▶ Job
Please recast the lines from the one containing "vehicle in the photo above." through the end of the records as a numbered list, leaving out any blank lines.

▶ Image location labeling entries
>>>

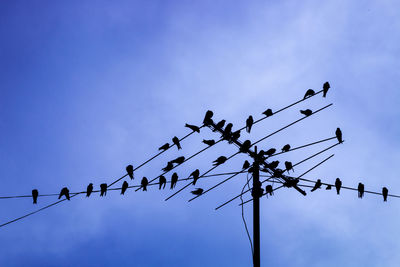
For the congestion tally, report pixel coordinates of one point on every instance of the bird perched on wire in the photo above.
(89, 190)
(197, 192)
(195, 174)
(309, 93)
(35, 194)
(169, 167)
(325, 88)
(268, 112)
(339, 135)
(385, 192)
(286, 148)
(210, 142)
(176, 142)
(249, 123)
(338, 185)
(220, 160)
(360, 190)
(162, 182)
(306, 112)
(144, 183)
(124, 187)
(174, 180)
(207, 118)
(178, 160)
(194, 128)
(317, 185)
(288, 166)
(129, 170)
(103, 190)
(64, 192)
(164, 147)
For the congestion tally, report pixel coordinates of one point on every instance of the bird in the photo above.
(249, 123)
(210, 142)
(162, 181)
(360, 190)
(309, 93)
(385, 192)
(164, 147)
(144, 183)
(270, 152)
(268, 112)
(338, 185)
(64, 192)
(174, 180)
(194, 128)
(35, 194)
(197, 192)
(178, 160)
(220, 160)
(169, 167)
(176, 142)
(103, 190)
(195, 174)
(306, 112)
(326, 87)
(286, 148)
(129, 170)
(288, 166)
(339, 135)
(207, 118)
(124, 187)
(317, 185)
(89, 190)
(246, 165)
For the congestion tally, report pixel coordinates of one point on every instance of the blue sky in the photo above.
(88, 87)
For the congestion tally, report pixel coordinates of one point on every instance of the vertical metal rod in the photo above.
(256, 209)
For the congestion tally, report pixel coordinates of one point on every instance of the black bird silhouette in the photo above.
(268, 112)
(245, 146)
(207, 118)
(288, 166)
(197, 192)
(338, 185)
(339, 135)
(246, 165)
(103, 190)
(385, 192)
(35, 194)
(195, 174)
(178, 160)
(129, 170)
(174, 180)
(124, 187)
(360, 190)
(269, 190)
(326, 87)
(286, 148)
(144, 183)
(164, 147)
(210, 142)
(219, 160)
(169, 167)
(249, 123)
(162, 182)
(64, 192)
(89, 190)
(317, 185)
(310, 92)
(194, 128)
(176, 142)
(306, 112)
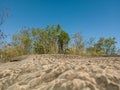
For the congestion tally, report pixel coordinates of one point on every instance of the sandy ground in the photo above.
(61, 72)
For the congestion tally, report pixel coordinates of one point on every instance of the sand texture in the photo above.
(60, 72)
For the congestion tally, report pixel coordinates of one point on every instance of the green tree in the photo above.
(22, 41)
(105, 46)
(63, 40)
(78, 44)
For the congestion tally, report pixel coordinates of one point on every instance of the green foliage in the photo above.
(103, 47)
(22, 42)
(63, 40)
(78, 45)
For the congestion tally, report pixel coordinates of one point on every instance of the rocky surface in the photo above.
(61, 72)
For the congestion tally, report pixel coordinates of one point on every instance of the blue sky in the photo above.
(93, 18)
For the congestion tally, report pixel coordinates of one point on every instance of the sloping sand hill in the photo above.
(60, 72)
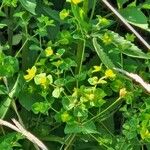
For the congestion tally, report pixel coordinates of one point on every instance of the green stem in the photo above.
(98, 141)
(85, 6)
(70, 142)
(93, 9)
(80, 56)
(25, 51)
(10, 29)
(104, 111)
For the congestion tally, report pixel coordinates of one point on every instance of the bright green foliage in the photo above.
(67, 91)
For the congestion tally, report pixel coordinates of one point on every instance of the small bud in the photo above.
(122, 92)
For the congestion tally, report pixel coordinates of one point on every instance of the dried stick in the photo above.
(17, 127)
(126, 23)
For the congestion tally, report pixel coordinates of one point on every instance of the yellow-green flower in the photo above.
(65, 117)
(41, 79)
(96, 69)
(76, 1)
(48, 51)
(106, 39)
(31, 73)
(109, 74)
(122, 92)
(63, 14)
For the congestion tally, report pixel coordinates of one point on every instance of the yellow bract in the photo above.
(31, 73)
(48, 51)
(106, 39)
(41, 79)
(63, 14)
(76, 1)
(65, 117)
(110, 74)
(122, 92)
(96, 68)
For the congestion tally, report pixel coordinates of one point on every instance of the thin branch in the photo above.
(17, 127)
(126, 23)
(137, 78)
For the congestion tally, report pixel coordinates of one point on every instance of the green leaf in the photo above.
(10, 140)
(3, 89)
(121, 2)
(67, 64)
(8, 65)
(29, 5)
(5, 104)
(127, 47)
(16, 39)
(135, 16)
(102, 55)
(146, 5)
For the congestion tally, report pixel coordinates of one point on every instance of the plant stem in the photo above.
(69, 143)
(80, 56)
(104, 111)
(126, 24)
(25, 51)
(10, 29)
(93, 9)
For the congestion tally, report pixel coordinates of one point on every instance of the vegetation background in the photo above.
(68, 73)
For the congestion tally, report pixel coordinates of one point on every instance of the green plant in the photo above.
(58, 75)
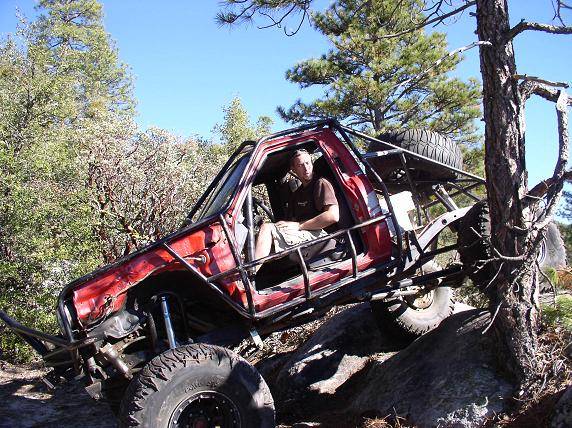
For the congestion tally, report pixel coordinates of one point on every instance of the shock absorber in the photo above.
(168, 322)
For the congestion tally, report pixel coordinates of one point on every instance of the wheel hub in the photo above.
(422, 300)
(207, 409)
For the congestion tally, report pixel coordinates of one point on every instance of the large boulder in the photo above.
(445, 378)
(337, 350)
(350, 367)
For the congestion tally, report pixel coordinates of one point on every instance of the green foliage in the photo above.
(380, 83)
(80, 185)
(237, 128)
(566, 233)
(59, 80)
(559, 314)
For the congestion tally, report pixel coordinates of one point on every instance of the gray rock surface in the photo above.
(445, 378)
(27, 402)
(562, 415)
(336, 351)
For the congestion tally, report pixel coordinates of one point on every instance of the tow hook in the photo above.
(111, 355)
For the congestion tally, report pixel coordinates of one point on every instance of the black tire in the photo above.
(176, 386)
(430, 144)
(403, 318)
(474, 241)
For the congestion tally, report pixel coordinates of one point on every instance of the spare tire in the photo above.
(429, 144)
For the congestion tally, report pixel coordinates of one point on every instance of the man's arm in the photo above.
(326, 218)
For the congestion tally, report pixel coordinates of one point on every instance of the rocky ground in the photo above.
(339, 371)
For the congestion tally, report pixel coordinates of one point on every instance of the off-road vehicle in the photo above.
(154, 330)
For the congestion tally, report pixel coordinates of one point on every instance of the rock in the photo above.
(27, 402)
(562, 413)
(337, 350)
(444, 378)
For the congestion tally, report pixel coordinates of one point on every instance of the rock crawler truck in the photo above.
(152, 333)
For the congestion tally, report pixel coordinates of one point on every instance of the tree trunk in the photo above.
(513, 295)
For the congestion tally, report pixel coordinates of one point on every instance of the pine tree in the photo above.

<<<

▶ Output of the task
1. For the congestion tally, report pixel coordinates of one point on every instance of the off-road vehicle in the photo above.
2. (154, 330)
3. For the congestion tally, report pixel coordinates of one point on every instance of the rock in the photo above.
4. (27, 402)
5. (562, 413)
6. (337, 350)
7. (444, 378)
8. For the congestion tally, report pixel coordinates of one point on every instance of the rock crawler truck in the photo above.
9. (152, 333)
10. For the congestion tally, report pixel coordinates of one point on every instance of the tree trunk in the photo above.
11. (513, 295)
12. For the congestion tally, report pixel coordinates of one point on every instance of the pine tree in the photo above.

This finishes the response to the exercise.